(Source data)
--- BEGIN ---

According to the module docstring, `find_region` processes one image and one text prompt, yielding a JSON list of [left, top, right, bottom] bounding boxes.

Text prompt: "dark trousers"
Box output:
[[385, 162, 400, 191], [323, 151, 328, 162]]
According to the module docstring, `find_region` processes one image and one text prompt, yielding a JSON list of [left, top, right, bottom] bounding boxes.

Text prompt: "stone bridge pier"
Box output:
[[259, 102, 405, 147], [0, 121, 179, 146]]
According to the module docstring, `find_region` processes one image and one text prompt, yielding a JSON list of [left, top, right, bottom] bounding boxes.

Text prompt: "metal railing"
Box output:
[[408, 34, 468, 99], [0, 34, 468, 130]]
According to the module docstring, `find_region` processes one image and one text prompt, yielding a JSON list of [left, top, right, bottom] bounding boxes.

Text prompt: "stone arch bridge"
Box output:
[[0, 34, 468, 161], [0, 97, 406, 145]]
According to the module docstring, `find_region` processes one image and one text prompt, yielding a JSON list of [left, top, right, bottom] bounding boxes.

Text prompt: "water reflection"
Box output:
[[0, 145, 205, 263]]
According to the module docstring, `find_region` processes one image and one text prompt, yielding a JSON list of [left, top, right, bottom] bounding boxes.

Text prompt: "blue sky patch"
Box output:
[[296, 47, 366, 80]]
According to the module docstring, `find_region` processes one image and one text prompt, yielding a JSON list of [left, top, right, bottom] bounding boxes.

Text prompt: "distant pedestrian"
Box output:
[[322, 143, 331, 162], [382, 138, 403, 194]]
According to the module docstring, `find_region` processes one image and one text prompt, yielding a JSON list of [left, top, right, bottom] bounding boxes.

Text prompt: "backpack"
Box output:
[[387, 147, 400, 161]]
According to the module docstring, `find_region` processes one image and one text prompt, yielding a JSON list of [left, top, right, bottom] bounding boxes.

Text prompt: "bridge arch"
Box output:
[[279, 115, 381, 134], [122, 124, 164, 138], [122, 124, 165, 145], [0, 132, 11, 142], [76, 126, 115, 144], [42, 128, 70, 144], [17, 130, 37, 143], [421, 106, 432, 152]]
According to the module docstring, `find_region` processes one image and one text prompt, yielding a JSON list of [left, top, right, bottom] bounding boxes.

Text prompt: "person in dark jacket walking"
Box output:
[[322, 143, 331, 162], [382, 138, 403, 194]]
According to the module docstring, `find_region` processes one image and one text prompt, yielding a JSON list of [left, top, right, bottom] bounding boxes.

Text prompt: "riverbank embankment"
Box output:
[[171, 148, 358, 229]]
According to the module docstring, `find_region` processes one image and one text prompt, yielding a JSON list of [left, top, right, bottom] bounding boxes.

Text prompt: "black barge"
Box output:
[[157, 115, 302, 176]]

--- END ---

** Task instructions **
Each line of the listing should be echoed back exactly.

** Exercise answer **
According to the module docstring, `find_region` processes one image and one text prompt, yielding a JSON list of [left, top, right, bottom] bounding boxes.

Text prompt: "dark trousers"
Box output:
[[385, 162, 400, 191], [323, 151, 328, 162]]
According to the module docstring, `find_region` processes one image and one text prompt, yielding a JSON list of [left, top, right, bottom] bounding boxes.

Text prompt: "stone bridge pier"
Box output:
[[259, 102, 405, 147], [0, 121, 179, 146]]
According to the module docstring, `find_region` processes one image and one text prompt, yielding a JSON list of [left, top, right, bottom] bounding boxes.

Text prompt: "metal railing"
Box output:
[[408, 34, 468, 99], [0, 34, 468, 130]]
According to the module docstring, `find_region` processes one image and one text prompt, yielding a JSON list of [left, top, right, bottom] bounding boxes.

Text prompt: "stone arch bridge"
Box output:
[[0, 34, 468, 161], [0, 97, 406, 145]]
According to the module docstring, `find_region` processes one image and one text prompt, yielding a JSON list of [left, top, right, bottom] bounding boxes.

Text prompt: "water reflection"
Box output:
[[0, 145, 205, 263]]
According to the module docstring, `find_region` processes one image and one text prompt, yielding a JSON list of [left, top, right, bottom] bounding boxes.

Text prompt: "blue sky patch"
Box output:
[[296, 47, 366, 80]]
According to the module docstring, `find_region` processes one image and one text prompt, yielding a JSON list of [left, top, right, bottom] bounding boxes.

Text prompt: "distant pedestrian"
Box output:
[[322, 143, 331, 162], [382, 138, 403, 194]]
According to the module docstring, `find_region` processes one image and one text prompt, yielding a JSON list of [left, top, right, bottom] bounding boxes.

Text prompt: "backpack"
Box output:
[[387, 147, 400, 161]]
According to the module docstring, `find_region` processes one image and one text prompt, yielding a JSON list of [left, top, right, bottom] bounding boxes.

Text prompt: "bridge arch"
Box output:
[[279, 115, 381, 134], [122, 124, 164, 138], [122, 124, 165, 145], [0, 132, 11, 142], [76, 126, 115, 144], [42, 128, 70, 144], [17, 130, 37, 143], [421, 106, 432, 152]]
According to the module docstring, `find_region` processes one image and one text prompt, yielding a JSON list of [left, top, right, bottom] bounding boxes.

Text prompt: "person in dark jacket walking"
Box output:
[[322, 143, 331, 162], [382, 138, 403, 194]]
According to the module docstring, `find_region` processes one image and one text prompt, yielding a JSON list of [left, top, right, bottom] bounding boxes.

Text prompt: "riverbank embankment"
Box output:
[[171, 148, 358, 229]]
According to the module docstring, `find_region` processes one image and one text prompt, yielding a JSON list of [left, top, right, bottom] bounding boxes.

Text prompt: "black barge"
Box output:
[[157, 115, 302, 176]]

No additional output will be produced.